# Text provided
::::

Re: [ANNOUNCEMENT] A query system for BSP processing

Thomas Jungblut Fri, 07 Sep 2012 08:40:56 -0700

Although I think this is a great project, I think that you will not meet
the requirements.
You need a community and a charter to get it into the incubation.


What about hosting it on Github?

2012/9/7 Leonidas Fegaras <[email protected]>

> Yes, this is a great idea. I have used GIT on my own server but I don't
> know how to do this for ASF. Could you please send me a link for setting up
> an open-source Apache project?
>
>
> On 09/05/2012 10:51 AM, Edward J. Yoon wrote:
>
>> If you can open source this then I'm sure the ASF community can help
>> you and make this software better.
>>
>> Pls feel free to ask us if you need any assistance donating source
>> code to the ASF or contributing to the Hama project in the future.
>>
>> On Thu, Aug 30, 2012 at 11:40 PM, Leonidas Fegaras<[email protected]>
>>  wrote:
>>
>>> Yes sure. I have fixed the bug with the repeat stopping condition but I
>>> have
>>> only tested pagerank on my small cluster. I still need to fix the k-means
>>> clustering (it's a special case because you improve a fixed number of
>>> points).
>>> Leonidas
>>>
>>>
>>> On Aug 30, 2012, at 9:02 AM, Edward J. Yoon wrote:
>>>
>>>  Shall we work together?
>>>>
>>>> On Fri, Aug 24, 2012 at 9:01 PM, Leonidas Fegaras<[email protected]>
>>>> wrote:
>>>>
>>>>> Thank you very much for your interest and for testing my system.

::::

# Extracted material
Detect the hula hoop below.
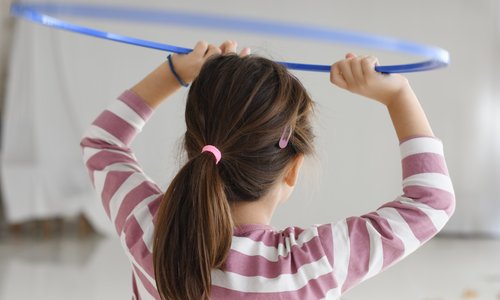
[10,3,450,73]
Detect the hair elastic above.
[278,126,292,149]
[201,145,222,164]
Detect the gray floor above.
[0,235,500,300]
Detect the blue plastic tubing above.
[10,3,450,73]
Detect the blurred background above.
[0,0,500,300]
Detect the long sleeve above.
[81,91,163,296]
[318,137,455,298]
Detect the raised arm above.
[318,54,455,296]
[330,53,434,142]
[81,41,248,295]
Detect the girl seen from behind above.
[81,41,455,299]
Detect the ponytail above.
[153,153,233,300]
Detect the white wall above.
[0,0,500,235]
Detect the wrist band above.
[167,54,189,87]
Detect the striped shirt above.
[81,91,455,299]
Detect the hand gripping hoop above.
[10,3,450,73]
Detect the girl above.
[81,41,455,300]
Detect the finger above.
[193,41,208,56]
[219,40,238,54]
[205,44,222,57]
[361,56,378,76]
[338,60,355,87]
[345,52,357,59]
[330,62,347,89]
[350,56,365,82]
[240,48,252,57]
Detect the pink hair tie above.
[201,145,222,164]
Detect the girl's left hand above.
[172,40,250,83]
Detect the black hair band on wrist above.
[167,54,189,87]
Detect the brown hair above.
[153,55,314,300]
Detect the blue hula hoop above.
[10,3,450,73]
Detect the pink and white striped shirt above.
[81,91,455,300]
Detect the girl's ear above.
[284,154,304,187]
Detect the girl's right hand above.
[173,40,250,83]
[330,53,410,106]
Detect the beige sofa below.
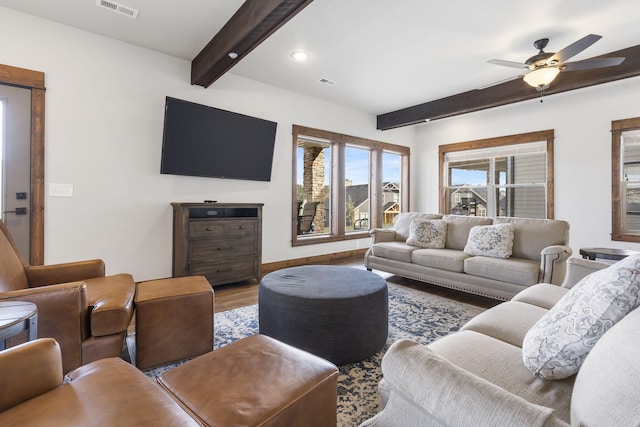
[364,212,572,301]
[361,258,640,427]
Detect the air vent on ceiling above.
[318,78,337,86]
[96,0,138,19]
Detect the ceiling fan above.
[489,34,624,91]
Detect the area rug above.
[127,283,484,427]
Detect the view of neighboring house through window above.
[344,145,371,233]
[292,126,409,245]
[611,118,640,242]
[381,151,402,228]
[440,131,553,218]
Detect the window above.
[439,130,553,218]
[292,125,409,246]
[611,117,640,242]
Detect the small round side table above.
[0,301,38,350]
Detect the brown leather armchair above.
[0,221,135,373]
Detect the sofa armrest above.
[365,340,566,426]
[538,245,573,285]
[0,338,62,412]
[0,282,89,372]
[560,257,610,288]
[369,228,396,244]
[25,259,105,288]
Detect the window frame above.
[438,129,554,219]
[291,124,411,246]
[611,117,640,242]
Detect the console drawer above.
[189,258,258,286]
[189,236,257,263]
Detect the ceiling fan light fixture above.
[524,67,560,90]
[291,50,309,62]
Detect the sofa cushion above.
[571,309,640,426]
[493,217,569,261]
[442,215,493,250]
[464,224,513,258]
[464,256,540,286]
[411,249,469,273]
[461,301,547,348]
[522,254,640,379]
[371,242,418,262]
[393,212,442,242]
[511,283,569,310]
[407,218,447,248]
[428,331,575,423]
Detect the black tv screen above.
[160,97,277,181]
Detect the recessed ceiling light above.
[291,50,309,62]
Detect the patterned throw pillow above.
[464,223,513,258]
[522,255,640,379]
[407,219,447,249]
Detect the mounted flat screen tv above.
[160,97,277,181]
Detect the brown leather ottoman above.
[134,276,214,369]
[158,335,338,427]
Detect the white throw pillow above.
[522,255,640,379]
[464,223,513,258]
[407,219,447,249]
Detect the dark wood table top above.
[580,248,640,261]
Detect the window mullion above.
[331,142,346,236]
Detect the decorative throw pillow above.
[522,255,640,379]
[407,219,447,249]
[464,223,513,258]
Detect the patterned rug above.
[127,283,484,427]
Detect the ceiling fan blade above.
[487,59,528,68]
[476,74,524,90]
[547,34,602,64]
[561,57,624,71]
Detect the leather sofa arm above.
[370,340,567,427]
[560,257,610,288]
[0,338,63,412]
[0,282,89,372]
[25,259,105,288]
[369,228,396,244]
[538,245,573,285]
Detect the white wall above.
[0,7,418,280]
[412,77,640,256]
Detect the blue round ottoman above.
[258,265,389,365]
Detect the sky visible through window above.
[297,149,401,185]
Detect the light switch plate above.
[49,183,73,197]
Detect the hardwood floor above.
[214,257,501,313]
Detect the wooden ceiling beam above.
[191,0,313,87]
[377,45,640,130]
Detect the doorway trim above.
[0,64,46,265]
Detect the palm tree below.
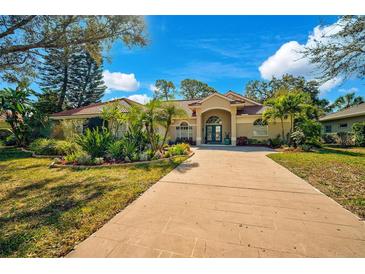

::::

Reproduce word for word the passage in the BSP query system thread that opens with the words containing "Re: [ANNOUNCEMENT] A" and closes with "the requirements.".

Re: [ANNOUNCEMENT] A query system for BSP processing

Thomas Jungblut Fri, 07 Sep 2012 08:40:56 -0700

Although I think this is a great project, I think that you will not meet
the requirements.